The ecology and biology of Indirana semipalmata has not been extensively studied. It is a terrestrial species generally found on vegetation beside the banks of streams and rivers (riparian habitats). It can also be found in swamps and in the leaf litter in the floors of evergreen, semi-evergreen, and tropical rainforests.

I. semipalmata breeds and lays clutches of eggs on wet rocks and the bark of fallen trees during the monsoon season. In a study in 2010 in the Agumbe Rainforest Research Station (ARRS), Karnataka, India, the eggs had an average diameter of 2.7 mm. Each clutch had an average of 343 eggs. Adult males were also observed near the egg clutches, presumably guarding them. Like most of the other members of the subfamily Ranixalinae, the tadpoles are non-aquatic. Upon hatching, the tadpoles remain on the moist surfaces, undergoing metamorphosis without ever entering any standing bodies of water. In the 2010 study, all of the egg clutches and the tadpoles were found at least 3 m from the nearest pool of water. The eggs and tadpoles are instead kept moist by dripping water from leaves and rainfall.

The tadpoles have finless tails and strongly hooked beaks which enable them to skip along hard surfaces rather than swim. Partially metamorphosed tadpoles can leap with their hind limbs. Observations on the feeding behavior on the tadpoles also reveal that they feed on bark substrate, the first known instance of any tadpole doing so. It is presumed that they feed on the plankton growing on the bark.

The skin of the species has been found to produce a virucidal host-defense peptide against influenza A, which has been given the name urumin. This compound may have therapeutic potential against influenza A infection in humans.
__________
Task objective: Reproduce the Indirana semipalmata text word for word, beginning at "The skin of" and stopping after "infection in humans.".

Data:
__________
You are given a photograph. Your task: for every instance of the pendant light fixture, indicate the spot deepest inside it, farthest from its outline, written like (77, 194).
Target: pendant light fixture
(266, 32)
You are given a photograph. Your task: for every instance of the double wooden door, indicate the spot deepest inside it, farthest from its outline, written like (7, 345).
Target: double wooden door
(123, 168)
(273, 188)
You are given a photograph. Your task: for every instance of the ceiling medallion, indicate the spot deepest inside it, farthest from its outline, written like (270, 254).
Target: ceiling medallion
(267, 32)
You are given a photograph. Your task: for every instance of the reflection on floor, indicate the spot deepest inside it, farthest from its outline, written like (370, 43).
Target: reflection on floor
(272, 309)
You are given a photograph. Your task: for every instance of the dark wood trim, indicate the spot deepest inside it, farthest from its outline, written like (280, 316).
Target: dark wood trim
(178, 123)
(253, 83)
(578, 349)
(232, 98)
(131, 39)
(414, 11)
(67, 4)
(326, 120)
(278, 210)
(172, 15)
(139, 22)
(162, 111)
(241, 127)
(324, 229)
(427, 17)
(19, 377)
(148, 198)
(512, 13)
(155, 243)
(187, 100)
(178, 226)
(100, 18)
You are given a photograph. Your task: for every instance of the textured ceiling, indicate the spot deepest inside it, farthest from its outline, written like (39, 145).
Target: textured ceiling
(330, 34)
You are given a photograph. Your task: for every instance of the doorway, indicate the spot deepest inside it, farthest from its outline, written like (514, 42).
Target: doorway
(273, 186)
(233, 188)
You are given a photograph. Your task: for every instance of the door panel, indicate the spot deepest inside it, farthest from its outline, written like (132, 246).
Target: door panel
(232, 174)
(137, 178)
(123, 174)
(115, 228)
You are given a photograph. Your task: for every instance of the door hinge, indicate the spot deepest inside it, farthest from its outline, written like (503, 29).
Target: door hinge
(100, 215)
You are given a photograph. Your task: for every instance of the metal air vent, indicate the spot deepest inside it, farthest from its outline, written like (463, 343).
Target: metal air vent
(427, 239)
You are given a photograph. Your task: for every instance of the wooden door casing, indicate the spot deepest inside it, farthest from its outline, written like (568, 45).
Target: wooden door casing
__________
Result:
The skin of the species has been found to produce a virucidal host-defense peptide against influenza A, which has been given the name urumin. This compound may have therapeutic potential against influenza A infection in humans.